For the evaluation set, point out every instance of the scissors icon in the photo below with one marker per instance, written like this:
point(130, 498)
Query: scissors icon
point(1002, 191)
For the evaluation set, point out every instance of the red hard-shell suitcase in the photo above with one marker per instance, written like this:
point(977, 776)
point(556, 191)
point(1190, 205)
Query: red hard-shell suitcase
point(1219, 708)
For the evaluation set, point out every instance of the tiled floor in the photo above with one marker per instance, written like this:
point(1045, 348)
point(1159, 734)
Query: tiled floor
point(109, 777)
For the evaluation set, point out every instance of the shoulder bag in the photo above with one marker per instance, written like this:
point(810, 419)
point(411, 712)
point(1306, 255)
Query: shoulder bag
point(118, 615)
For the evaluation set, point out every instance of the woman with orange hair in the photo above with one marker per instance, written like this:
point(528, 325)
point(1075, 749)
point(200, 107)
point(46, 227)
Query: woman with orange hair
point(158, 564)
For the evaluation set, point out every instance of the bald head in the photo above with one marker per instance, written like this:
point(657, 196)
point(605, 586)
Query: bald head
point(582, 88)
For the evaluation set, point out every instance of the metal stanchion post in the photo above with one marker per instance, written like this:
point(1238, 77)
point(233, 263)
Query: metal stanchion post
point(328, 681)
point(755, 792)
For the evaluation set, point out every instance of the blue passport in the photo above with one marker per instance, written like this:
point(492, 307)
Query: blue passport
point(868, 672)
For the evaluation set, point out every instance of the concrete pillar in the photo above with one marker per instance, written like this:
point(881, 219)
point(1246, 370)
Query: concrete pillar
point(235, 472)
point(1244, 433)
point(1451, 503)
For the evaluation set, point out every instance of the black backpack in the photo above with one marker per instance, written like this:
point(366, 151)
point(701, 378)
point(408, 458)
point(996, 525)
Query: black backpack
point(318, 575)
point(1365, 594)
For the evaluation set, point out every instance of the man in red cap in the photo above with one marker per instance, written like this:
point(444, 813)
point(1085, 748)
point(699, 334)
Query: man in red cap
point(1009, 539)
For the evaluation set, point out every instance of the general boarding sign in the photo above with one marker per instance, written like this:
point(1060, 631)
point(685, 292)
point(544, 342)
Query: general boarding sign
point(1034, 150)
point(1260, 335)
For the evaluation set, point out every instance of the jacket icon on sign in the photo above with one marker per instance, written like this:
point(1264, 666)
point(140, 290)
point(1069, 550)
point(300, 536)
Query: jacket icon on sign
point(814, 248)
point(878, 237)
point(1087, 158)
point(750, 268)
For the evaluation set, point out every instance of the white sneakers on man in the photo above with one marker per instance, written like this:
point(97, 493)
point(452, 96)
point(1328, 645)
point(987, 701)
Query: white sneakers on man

##########

Ejercicio escrito: Da formato de tabla Markdown al tramo de líneas que va desde la que contiene "For the evaluation set, point out every instance of the metal" hasta la que contiene "point(755, 792)", ambas incluidas. Pon el número de fila en la columna n y el texto de cada línea en la columna Línea, y omite las líneas en blanco.

Respuesta:
| n | Línea |
|---|---|
| 1 | For the evaluation set, point out every instance of the metal stanchion post in the photo above with one marker per instance, written like this: |
| 2 | point(1238, 77) |
| 3 | point(233, 263) |
| 4 | Query: metal stanchion post |
| 5 | point(328, 681) |
| 6 | point(755, 792) |